[Referring expression pointing data]
========================================================================

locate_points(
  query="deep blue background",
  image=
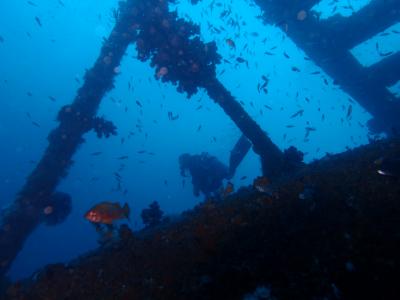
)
(50, 61)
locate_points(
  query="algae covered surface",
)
(329, 232)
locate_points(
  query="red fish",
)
(107, 212)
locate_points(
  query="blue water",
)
(50, 61)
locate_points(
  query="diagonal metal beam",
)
(330, 52)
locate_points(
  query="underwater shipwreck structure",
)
(221, 245)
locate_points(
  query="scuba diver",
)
(208, 172)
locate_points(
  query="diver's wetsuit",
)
(207, 172)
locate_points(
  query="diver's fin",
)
(126, 210)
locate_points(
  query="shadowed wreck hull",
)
(331, 231)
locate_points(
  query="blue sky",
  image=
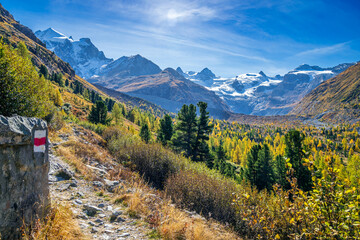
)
(229, 37)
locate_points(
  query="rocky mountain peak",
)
(173, 72)
(262, 74)
(307, 67)
(205, 75)
(179, 70)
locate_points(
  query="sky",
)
(229, 37)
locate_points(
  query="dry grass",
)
(79, 152)
(59, 224)
(169, 221)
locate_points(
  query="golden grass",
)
(60, 224)
(79, 152)
(160, 214)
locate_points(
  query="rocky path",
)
(92, 202)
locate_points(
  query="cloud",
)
(324, 50)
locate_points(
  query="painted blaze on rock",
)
(24, 166)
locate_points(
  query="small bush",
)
(206, 194)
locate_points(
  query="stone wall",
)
(24, 189)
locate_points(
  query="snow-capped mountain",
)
(259, 94)
(82, 55)
(205, 77)
(129, 66)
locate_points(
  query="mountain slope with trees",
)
(336, 98)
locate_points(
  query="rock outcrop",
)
(24, 167)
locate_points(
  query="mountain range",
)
(249, 93)
(336, 99)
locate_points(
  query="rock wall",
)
(24, 166)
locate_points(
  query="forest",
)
(294, 181)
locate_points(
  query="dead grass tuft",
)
(169, 221)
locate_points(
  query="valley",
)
(134, 151)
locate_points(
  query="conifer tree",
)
(116, 113)
(251, 164)
(220, 158)
(264, 169)
(294, 151)
(145, 133)
(280, 171)
(98, 113)
(200, 149)
(166, 129)
(185, 129)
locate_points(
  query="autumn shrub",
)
(98, 128)
(198, 191)
(22, 91)
(154, 162)
(57, 120)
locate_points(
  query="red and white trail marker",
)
(40, 141)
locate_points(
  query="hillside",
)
(82, 55)
(336, 98)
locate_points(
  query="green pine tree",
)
(200, 151)
(145, 133)
(280, 172)
(166, 130)
(185, 130)
(295, 152)
(98, 113)
(264, 169)
(251, 164)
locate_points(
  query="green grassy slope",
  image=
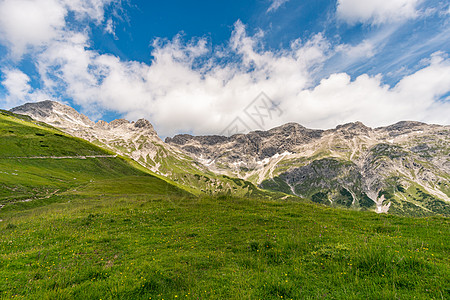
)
(93, 246)
(114, 232)
(28, 171)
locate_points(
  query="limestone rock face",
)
(402, 168)
(351, 165)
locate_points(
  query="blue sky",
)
(194, 66)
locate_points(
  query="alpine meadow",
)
(260, 149)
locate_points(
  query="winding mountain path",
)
(63, 157)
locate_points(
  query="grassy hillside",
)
(31, 166)
(98, 228)
(135, 246)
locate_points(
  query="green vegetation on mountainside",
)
(113, 231)
(28, 171)
(92, 245)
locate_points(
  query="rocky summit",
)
(403, 168)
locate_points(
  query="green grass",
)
(24, 178)
(103, 228)
(165, 247)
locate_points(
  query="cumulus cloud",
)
(190, 86)
(275, 5)
(29, 23)
(376, 11)
(18, 88)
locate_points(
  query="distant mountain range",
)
(402, 168)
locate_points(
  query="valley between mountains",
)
(110, 211)
(401, 169)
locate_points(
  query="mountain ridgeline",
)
(401, 169)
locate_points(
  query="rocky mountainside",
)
(138, 141)
(403, 168)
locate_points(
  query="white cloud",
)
(365, 49)
(28, 23)
(190, 87)
(376, 11)
(18, 88)
(275, 5)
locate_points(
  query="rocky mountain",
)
(138, 141)
(402, 168)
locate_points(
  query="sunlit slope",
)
(37, 161)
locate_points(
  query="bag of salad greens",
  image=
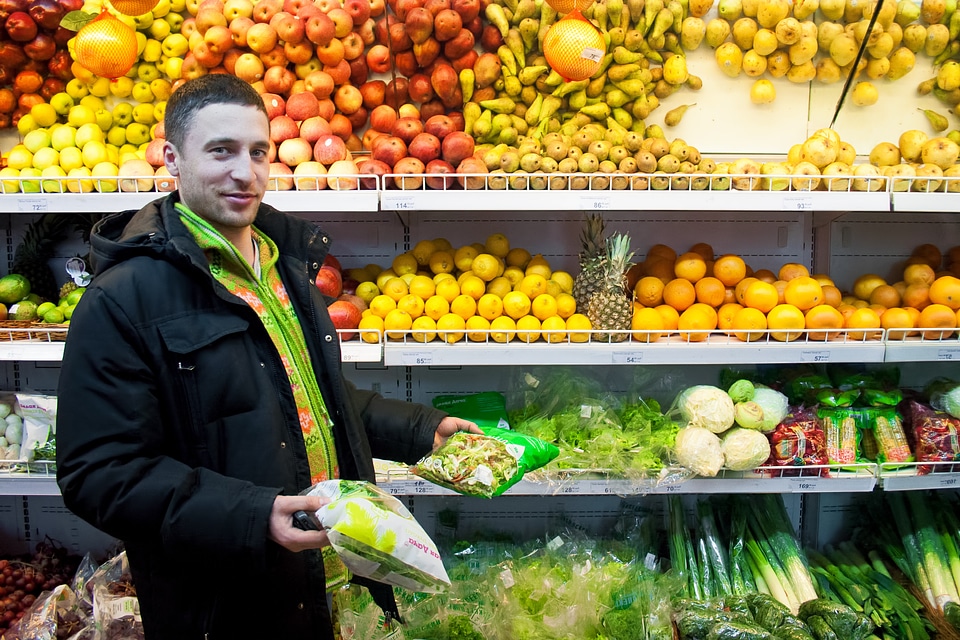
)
(484, 465)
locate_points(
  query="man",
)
(201, 389)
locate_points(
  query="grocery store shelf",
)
(812, 479)
(919, 349)
(636, 192)
(718, 348)
(917, 476)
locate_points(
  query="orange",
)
(916, 295)
(395, 288)
(464, 306)
(554, 329)
(382, 305)
(647, 325)
(490, 306)
(448, 289)
(679, 293)
(761, 295)
(919, 272)
(516, 304)
(741, 288)
(885, 295)
(749, 324)
(435, 307)
(803, 292)
(477, 328)
(396, 324)
(578, 328)
(671, 317)
(424, 329)
(823, 316)
(945, 290)
(937, 316)
(503, 329)
(485, 266)
(792, 270)
(930, 254)
(371, 328)
(532, 285)
(662, 251)
(422, 286)
(895, 321)
(696, 322)
(649, 291)
(543, 306)
(528, 329)
(765, 274)
(659, 268)
(784, 320)
(710, 291)
(703, 249)
(414, 305)
(729, 269)
(450, 328)
(831, 295)
(864, 285)
(473, 287)
(863, 319)
(726, 313)
(690, 266)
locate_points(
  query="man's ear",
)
(171, 158)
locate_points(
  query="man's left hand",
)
(449, 426)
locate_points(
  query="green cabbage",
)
(706, 406)
(744, 449)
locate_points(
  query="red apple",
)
(346, 317)
(329, 281)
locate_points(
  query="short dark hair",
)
(195, 94)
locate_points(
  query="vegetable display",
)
(484, 465)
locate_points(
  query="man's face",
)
(223, 165)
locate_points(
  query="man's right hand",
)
(284, 532)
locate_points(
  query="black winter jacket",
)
(177, 428)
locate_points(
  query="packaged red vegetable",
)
(798, 441)
(936, 436)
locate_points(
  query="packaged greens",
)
(487, 409)
(484, 465)
(377, 537)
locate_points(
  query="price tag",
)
(819, 355)
(797, 203)
(804, 485)
(402, 203)
(417, 358)
(32, 205)
(595, 203)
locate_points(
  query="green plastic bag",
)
(484, 465)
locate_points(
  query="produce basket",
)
(14, 330)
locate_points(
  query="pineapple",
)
(36, 248)
(592, 252)
(610, 308)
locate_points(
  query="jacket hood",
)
(156, 230)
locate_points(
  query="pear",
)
(911, 144)
(867, 177)
(885, 154)
(674, 116)
(937, 122)
(941, 151)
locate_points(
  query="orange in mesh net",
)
(133, 7)
(566, 6)
(106, 46)
(574, 47)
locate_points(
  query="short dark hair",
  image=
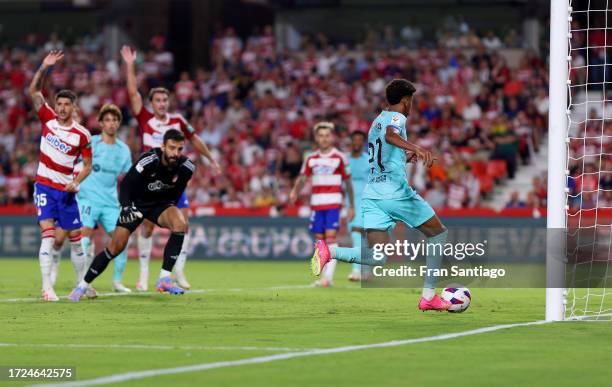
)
(359, 133)
(66, 94)
(174, 135)
(156, 90)
(398, 89)
(112, 109)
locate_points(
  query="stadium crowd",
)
(255, 106)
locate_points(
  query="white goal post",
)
(579, 161)
(557, 155)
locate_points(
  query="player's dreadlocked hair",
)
(156, 90)
(174, 135)
(398, 89)
(110, 108)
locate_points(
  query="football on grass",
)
(460, 298)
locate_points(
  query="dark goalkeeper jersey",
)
(150, 183)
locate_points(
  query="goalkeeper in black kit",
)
(150, 190)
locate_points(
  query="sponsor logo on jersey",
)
(324, 169)
(57, 143)
(157, 185)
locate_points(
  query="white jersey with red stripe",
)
(60, 147)
(153, 129)
(328, 171)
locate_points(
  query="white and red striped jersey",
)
(327, 171)
(60, 147)
(153, 129)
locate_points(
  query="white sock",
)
(45, 260)
(428, 293)
(77, 256)
(89, 253)
(56, 256)
(144, 252)
(330, 268)
(180, 262)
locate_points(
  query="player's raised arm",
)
(35, 89)
(129, 56)
(393, 138)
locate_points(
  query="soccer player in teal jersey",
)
(387, 198)
(360, 169)
(98, 194)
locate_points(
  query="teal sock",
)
(86, 244)
(356, 238)
(120, 261)
(353, 255)
(434, 260)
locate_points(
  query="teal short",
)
(383, 214)
(104, 214)
(358, 219)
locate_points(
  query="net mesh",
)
(589, 161)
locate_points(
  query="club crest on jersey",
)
(57, 143)
(157, 185)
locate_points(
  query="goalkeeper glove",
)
(129, 214)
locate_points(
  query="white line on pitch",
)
(283, 356)
(160, 347)
(114, 294)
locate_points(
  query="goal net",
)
(588, 192)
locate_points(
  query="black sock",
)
(98, 265)
(172, 250)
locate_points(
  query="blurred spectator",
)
(491, 41)
(255, 106)
(515, 201)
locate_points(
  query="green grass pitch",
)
(239, 314)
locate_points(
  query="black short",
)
(151, 213)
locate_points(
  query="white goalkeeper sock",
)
(144, 253)
(77, 256)
(44, 256)
(56, 256)
(180, 262)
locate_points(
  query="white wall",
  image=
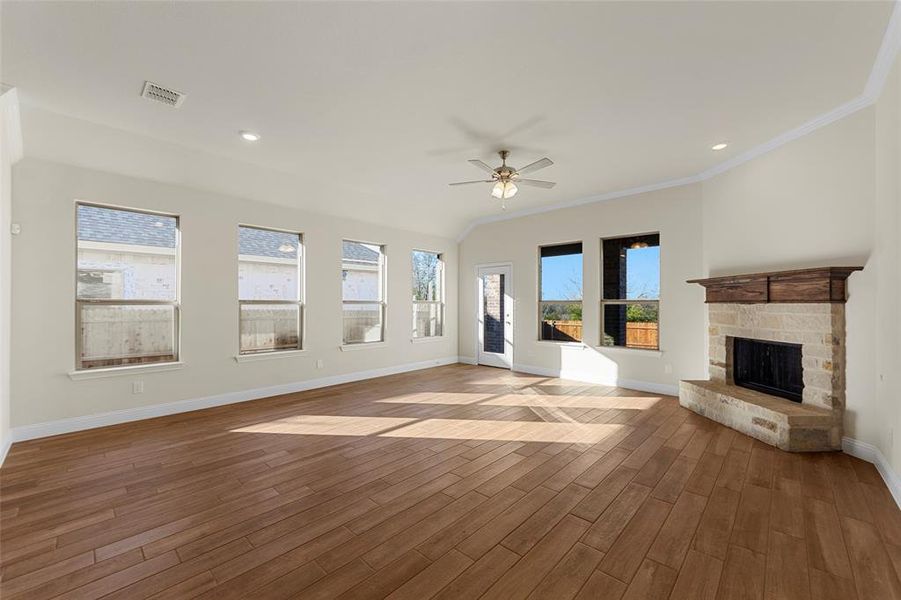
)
(10, 152)
(888, 265)
(43, 336)
(675, 213)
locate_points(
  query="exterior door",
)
(495, 317)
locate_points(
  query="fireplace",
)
(776, 357)
(770, 367)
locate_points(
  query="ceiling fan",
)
(505, 178)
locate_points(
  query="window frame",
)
(301, 289)
(542, 302)
(383, 294)
(624, 301)
(441, 297)
(175, 304)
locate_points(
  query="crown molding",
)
(885, 58)
(536, 210)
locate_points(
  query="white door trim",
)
(508, 287)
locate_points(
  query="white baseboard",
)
(871, 453)
(632, 384)
(39, 430)
(4, 450)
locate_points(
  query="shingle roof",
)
(358, 252)
(114, 226)
(98, 224)
(265, 242)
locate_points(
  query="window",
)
(363, 292)
(270, 299)
(631, 298)
(428, 294)
(126, 298)
(560, 293)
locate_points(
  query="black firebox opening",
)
(769, 367)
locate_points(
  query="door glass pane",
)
(268, 327)
(493, 312)
(362, 323)
(113, 335)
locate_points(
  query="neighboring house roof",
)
(357, 252)
(265, 242)
(98, 224)
(112, 226)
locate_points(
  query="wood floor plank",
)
(653, 581)
(525, 575)
(481, 575)
(699, 578)
(625, 556)
(786, 569)
(715, 528)
(874, 572)
(569, 575)
(743, 575)
(674, 539)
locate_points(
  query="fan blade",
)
(476, 162)
(468, 182)
(538, 164)
(536, 183)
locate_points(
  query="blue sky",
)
(561, 276)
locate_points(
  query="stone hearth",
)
(814, 424)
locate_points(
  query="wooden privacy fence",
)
(638, 335)
(561, 331)
(642, 335)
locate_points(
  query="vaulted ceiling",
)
(368, 110)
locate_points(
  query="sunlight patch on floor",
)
(462, 429)
(528, 400)
(327, 425)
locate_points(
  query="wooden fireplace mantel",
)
(822, 284)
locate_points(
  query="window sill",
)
(121, 371)
(241, 358)
(635, 351)
(426, 340)
(361, 346)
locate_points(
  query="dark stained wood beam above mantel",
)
(822, 284)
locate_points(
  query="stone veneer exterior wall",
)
(815, 424)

========================================================================

**Task statement**
Copy whichever lines above contain the string "ceiling".

**Completed task**
  query="ceiling fan",
  query="vaulted ceiling",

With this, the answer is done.